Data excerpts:

_ _ _

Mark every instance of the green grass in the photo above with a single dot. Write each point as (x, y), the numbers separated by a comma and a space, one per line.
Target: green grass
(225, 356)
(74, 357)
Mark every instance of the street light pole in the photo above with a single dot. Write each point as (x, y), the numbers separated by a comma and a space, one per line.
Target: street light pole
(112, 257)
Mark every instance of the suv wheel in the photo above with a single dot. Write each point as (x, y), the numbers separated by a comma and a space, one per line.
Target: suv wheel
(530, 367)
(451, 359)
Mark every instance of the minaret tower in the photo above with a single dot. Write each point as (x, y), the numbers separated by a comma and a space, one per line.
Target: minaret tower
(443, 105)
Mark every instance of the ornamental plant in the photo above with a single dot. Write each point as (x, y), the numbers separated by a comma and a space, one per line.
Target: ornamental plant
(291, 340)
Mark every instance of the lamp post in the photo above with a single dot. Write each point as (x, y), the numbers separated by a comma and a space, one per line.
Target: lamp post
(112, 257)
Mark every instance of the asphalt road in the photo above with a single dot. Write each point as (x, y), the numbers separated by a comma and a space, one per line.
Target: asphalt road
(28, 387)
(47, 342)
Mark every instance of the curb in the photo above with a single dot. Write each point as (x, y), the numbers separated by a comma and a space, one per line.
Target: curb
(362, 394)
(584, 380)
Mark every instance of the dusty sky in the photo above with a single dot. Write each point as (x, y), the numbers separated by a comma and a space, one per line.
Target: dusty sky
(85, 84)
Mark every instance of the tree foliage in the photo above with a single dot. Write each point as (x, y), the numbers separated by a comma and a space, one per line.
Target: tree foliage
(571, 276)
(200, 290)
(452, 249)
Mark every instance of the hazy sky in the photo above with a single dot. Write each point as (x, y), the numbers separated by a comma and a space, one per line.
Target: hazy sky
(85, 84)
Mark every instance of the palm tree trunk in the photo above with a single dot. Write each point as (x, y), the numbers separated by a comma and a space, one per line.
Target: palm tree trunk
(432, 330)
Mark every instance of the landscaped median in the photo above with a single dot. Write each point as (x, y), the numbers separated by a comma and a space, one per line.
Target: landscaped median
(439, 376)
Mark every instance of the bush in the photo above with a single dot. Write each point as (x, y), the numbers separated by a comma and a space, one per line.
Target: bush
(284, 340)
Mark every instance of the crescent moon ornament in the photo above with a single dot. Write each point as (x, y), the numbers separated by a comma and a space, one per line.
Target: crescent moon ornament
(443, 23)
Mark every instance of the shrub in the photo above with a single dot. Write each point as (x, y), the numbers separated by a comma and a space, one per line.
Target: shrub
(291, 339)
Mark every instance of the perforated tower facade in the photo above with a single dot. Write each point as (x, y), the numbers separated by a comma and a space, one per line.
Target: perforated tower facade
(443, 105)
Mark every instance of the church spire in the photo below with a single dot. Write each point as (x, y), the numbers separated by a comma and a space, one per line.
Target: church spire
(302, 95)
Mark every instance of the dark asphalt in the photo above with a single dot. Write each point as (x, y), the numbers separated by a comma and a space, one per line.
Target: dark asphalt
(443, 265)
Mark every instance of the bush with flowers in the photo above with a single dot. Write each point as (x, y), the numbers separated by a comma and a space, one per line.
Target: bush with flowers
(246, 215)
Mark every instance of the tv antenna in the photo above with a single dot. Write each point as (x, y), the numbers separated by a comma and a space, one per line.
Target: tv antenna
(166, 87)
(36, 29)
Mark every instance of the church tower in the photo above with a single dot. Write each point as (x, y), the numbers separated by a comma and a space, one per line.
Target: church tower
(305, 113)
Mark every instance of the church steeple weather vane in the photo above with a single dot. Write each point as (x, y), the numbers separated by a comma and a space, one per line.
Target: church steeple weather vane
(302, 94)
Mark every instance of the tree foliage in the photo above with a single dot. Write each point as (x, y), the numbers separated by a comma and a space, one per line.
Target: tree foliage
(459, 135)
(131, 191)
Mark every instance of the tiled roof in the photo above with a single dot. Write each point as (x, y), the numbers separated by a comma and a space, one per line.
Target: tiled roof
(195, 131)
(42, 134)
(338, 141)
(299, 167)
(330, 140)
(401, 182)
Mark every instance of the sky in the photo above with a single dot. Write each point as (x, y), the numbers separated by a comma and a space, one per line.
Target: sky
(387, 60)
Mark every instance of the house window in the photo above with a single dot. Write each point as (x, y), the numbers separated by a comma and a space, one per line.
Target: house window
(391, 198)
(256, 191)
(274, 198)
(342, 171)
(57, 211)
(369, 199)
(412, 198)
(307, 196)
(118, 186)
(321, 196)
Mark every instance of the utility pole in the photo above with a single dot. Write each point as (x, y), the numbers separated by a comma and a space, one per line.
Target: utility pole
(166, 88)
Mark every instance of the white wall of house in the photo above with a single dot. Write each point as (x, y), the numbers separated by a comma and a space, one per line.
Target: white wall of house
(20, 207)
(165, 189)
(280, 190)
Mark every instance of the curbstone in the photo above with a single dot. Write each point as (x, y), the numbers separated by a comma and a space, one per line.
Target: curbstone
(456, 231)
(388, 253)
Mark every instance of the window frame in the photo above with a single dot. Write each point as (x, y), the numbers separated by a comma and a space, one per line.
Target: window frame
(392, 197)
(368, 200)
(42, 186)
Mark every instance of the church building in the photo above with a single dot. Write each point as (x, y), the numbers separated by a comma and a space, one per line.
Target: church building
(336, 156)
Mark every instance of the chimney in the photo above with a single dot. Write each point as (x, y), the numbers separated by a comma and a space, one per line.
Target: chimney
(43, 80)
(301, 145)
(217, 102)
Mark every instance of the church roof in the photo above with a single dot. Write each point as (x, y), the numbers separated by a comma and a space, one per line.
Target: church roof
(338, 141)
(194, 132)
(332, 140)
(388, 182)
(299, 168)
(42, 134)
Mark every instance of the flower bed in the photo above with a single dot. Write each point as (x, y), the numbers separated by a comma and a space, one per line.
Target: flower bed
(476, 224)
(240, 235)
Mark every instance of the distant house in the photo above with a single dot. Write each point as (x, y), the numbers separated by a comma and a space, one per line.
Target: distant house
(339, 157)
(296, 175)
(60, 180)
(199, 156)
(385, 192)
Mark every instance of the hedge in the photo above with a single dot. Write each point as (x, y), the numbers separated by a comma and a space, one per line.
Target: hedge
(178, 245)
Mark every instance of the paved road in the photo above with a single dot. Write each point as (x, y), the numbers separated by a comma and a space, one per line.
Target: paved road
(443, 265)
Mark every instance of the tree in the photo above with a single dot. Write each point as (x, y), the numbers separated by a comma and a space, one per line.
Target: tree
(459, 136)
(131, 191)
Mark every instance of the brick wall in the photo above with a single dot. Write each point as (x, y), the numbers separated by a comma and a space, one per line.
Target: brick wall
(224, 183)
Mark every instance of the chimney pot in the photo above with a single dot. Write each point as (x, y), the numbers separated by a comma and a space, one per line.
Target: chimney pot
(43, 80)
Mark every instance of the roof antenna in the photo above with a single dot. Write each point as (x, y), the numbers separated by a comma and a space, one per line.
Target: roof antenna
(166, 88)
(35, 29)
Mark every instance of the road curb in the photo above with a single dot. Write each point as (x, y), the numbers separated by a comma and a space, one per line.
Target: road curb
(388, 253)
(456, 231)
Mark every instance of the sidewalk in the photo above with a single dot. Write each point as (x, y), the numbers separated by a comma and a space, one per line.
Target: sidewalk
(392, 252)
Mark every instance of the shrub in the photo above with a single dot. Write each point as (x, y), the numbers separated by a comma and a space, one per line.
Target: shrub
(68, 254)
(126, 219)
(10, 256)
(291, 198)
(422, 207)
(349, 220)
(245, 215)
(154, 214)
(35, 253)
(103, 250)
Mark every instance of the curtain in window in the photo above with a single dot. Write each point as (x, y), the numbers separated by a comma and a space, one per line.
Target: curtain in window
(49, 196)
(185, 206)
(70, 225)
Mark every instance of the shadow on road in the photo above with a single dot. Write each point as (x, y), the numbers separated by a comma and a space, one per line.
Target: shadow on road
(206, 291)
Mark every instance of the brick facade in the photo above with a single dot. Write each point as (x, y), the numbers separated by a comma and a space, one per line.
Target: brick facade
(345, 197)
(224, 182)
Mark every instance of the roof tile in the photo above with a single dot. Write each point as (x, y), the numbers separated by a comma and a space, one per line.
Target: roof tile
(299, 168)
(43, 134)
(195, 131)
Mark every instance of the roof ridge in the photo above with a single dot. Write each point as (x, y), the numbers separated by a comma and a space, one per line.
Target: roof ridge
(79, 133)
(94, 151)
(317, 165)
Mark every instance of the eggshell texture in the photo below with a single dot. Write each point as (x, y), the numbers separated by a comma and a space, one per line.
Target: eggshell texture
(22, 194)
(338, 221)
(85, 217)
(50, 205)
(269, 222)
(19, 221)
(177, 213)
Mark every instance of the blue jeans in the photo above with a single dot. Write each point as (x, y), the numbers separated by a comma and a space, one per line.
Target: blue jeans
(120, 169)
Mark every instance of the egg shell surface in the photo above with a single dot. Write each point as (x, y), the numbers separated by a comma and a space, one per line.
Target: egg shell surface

_ _ _

## TASK TO CARRY OUT
Only one stretch of the data above is needed. Restate it word for word, from the line containing "Mark every instance of the tv" through the line containing "Mark every instance of the church tower", both ends included.

## TASK ANSWER
Mark every instance of the tv antenna in the photo above with a single dot. Write each point as (x, y), the numbers separated by a comma and a space, one per line.
Target: tv antenna
(166, 87)
(36, 29)
Mark every instance of the church tower in the photo above with a single dot. Write each point as (x, y), the numbers separated by a comma and a space, one per line.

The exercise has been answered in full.